Excerpt from a dataset:
========================================================================
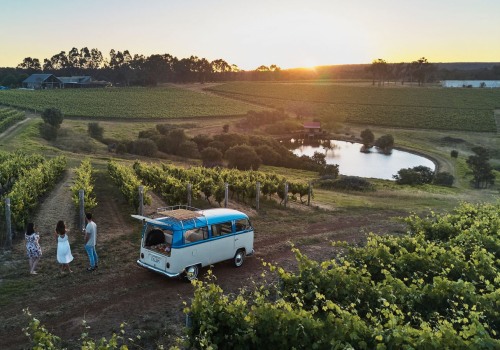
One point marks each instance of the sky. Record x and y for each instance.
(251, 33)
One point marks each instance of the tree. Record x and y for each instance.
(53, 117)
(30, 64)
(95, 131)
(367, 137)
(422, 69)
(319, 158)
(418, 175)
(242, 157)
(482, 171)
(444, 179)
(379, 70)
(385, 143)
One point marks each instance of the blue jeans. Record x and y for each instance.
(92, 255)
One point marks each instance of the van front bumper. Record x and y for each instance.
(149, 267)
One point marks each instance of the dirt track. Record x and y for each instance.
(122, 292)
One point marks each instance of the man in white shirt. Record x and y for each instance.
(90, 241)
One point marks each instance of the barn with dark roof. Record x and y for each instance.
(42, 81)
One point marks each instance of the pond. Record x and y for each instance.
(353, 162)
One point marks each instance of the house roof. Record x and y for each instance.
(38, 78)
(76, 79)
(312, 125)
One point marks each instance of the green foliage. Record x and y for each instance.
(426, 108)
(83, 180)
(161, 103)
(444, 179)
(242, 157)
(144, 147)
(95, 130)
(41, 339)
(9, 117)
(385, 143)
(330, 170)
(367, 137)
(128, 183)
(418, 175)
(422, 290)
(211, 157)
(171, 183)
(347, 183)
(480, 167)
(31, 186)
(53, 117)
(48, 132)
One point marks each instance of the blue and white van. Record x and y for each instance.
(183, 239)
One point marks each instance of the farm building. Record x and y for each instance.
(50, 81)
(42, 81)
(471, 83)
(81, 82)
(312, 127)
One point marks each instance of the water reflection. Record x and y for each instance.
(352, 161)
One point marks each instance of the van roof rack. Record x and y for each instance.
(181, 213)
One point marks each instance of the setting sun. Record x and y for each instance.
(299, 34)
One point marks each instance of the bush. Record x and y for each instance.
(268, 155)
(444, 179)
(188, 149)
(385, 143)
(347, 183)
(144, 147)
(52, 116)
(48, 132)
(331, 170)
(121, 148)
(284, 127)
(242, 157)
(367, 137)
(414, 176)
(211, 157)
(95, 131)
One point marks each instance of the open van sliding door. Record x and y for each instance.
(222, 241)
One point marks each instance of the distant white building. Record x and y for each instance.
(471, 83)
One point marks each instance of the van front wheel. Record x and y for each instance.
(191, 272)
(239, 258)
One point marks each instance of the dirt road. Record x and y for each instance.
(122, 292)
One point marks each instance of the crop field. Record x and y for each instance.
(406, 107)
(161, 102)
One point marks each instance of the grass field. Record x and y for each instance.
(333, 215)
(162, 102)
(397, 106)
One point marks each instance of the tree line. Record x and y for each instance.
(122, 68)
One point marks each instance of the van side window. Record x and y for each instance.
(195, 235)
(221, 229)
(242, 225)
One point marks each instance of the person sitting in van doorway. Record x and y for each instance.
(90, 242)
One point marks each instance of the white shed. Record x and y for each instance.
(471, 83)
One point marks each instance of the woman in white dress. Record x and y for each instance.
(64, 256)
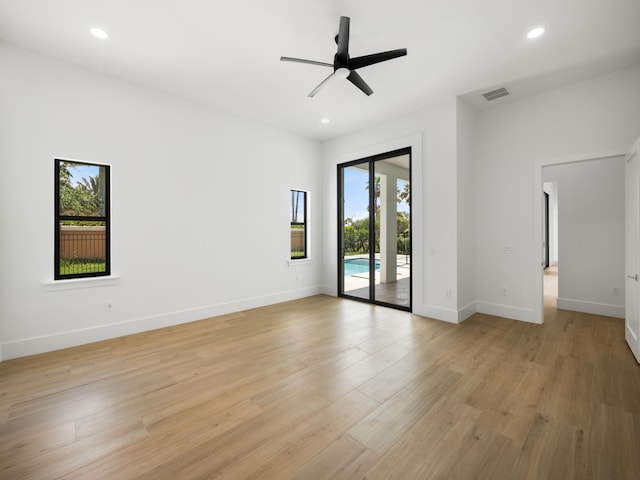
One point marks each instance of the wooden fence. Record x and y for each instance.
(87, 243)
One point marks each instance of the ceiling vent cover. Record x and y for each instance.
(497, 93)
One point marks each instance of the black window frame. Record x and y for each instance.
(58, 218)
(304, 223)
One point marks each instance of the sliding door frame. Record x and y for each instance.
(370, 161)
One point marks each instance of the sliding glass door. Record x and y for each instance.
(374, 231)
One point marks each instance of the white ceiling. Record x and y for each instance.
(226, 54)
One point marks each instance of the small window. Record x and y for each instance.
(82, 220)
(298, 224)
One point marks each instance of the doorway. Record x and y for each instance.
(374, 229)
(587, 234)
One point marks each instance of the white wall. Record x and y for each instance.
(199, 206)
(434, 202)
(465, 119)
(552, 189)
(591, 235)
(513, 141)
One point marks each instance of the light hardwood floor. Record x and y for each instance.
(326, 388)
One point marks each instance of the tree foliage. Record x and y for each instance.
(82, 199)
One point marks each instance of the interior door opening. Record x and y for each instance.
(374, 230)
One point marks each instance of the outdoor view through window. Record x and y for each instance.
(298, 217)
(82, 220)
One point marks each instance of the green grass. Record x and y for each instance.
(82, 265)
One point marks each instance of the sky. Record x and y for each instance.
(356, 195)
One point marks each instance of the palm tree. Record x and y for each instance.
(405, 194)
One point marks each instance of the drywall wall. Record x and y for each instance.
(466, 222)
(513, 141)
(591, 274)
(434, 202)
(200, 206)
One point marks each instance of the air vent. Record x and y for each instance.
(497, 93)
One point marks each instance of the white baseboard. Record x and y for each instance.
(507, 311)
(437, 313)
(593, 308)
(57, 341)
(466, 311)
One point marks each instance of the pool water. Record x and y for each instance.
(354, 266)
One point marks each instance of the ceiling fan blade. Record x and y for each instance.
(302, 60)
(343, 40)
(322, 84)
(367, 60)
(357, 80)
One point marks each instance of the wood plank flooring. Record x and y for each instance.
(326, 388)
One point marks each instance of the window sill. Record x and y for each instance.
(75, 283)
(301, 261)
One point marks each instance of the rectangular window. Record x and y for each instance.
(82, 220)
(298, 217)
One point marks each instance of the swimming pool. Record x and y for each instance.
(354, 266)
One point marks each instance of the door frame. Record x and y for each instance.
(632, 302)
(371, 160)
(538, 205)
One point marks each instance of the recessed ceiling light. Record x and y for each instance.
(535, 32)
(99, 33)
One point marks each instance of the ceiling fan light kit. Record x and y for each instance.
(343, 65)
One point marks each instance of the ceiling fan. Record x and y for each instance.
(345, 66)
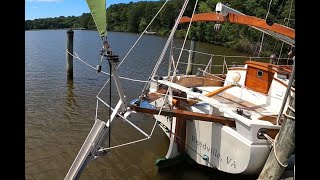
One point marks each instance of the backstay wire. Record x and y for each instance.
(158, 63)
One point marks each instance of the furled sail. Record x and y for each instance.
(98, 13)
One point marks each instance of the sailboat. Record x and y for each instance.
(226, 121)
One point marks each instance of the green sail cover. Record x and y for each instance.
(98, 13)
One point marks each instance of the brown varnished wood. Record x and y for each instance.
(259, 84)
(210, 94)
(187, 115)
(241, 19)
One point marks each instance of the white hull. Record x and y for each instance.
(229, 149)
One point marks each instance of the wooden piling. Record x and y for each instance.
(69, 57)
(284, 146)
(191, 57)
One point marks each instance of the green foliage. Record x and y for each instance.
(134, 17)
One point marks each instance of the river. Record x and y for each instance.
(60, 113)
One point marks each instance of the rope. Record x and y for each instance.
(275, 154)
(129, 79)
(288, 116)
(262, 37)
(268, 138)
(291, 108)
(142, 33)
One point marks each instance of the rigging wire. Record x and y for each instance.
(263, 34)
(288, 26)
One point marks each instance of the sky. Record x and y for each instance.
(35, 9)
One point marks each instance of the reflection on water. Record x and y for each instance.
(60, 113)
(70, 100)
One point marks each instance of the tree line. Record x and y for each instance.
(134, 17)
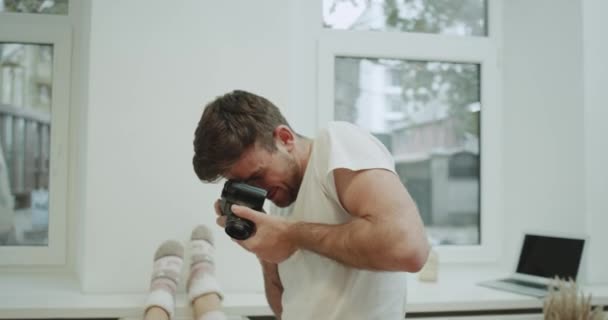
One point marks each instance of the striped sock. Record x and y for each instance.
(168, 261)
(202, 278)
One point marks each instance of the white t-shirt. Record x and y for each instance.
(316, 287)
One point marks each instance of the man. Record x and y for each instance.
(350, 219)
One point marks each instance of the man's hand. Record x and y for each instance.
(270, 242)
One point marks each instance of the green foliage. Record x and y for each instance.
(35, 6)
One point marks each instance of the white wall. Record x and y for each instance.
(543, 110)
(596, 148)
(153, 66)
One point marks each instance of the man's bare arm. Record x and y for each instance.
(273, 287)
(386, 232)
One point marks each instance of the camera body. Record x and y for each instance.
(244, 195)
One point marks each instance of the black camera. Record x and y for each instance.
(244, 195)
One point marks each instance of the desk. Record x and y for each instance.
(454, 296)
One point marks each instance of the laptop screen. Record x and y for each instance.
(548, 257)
========================================================================
WHAT TO DO:
Excluding pictures, copy exactly the lines from the line containing "One point marks each instance of the river." through the last line of the data, inclusive.

PROBLEM SOLUTION:
One point marks each instance of the river. Record x and y for each instance.
(60, 113)
One point marks each instance of the rope. Record x and y for each instance.
(275, 154)
(129, 79)
(288, 116)
(262, 37)
(268, 138)
(291, 108)
(142, 33)
One point marks each instance of the rigging wire. Record x and y for each instance.
(263, 34)
(288, 26)
One point marks each instance of the sky. Record x and y for each instance.
(35, 9)
One point marks each instance of the reflection on water. Record x and y for each instance.
(60, 113)
(70, 100)
One point marks each instance of the tree line. Record x and y for each instance.
(134, 17)
One point marks each instance of the striped sock. Record x and y for each instance.
(168, 261)
(202, 278)
One point marks each instance of the white t-shirt. Record x and y for each instance.
(316, 287)
One point marks each instance of the man. Record x and y for each instance.
(350, 219)
One point marks each instance of the man's hand. Record x and y for each instance.
(270, 242)
One point marks each instance of the green foliage. Record x and y for each instance.
(35, 6)
One point marks each instance of the white wall. Record x and y for each instance.
(543, 110)
(596, 148)
(153, 66)
One point marks each instance of the man's bare arm. Record x and y for each instance.
(273, 287)
(386, 232)
One point marks each instance of the camera body. Record x and y for each instance.
(244, 195)
One point marks each instance of the black camera. Record x and y for each instance.
(244, 195)
One point marks each instance of the desk. Record x and y for each instance.
(454, 296)
One point marks each instance of the laptop screen. Record x and y for each instance.
(548, 257)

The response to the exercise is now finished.